• Exercise requirements
Reproduce the stretch from the line containing "of the eyebrow." through the end of the entries, wording and answers alike. Scale each coordinate in the answers by 1.1 and round to whole numbers, with halves going up, and give only those lines.

______

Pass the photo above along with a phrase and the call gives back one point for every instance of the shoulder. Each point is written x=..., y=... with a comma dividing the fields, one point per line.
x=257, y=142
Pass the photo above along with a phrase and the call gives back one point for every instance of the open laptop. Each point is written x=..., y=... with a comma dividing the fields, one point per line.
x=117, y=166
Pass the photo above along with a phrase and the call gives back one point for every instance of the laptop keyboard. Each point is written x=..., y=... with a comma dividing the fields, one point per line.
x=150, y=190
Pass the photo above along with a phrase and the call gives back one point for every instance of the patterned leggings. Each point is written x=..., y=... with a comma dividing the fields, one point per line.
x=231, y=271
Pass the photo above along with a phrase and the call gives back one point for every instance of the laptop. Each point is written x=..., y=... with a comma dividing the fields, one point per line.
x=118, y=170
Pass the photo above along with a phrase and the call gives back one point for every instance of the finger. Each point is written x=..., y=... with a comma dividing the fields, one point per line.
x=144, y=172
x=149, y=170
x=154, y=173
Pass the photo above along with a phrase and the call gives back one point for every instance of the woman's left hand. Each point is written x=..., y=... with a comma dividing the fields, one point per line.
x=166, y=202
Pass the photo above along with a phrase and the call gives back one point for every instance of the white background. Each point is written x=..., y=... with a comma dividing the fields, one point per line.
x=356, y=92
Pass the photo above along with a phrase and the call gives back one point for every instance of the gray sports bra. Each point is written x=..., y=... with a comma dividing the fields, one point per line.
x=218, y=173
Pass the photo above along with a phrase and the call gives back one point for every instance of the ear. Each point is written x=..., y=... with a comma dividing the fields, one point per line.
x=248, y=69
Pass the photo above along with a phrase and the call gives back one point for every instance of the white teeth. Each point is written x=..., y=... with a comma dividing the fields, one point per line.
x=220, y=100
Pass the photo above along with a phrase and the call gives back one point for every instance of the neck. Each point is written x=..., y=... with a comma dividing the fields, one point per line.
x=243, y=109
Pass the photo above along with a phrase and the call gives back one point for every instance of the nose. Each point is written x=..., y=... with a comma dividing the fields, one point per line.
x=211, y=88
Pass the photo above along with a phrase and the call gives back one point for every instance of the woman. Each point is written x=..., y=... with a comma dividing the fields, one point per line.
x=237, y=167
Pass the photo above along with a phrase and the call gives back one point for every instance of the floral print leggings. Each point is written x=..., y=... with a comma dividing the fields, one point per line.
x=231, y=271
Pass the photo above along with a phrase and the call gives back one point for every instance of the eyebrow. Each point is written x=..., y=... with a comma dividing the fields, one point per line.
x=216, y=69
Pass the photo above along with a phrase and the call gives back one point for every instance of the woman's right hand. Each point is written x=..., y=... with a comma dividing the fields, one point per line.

______

• Answer in full
Pass the photo above along with a phrase and the call gives back one point for every instance of the eyebrow. Each point is written x=..., y=... with a comma dividing the fields, one point per line.
x=238, y=76
Pass the photo above along with a phrase and the call gives back one point for every instance of the woman's right hand. Each point is written x=..., y=... with a comma dividing the fields, one point per line.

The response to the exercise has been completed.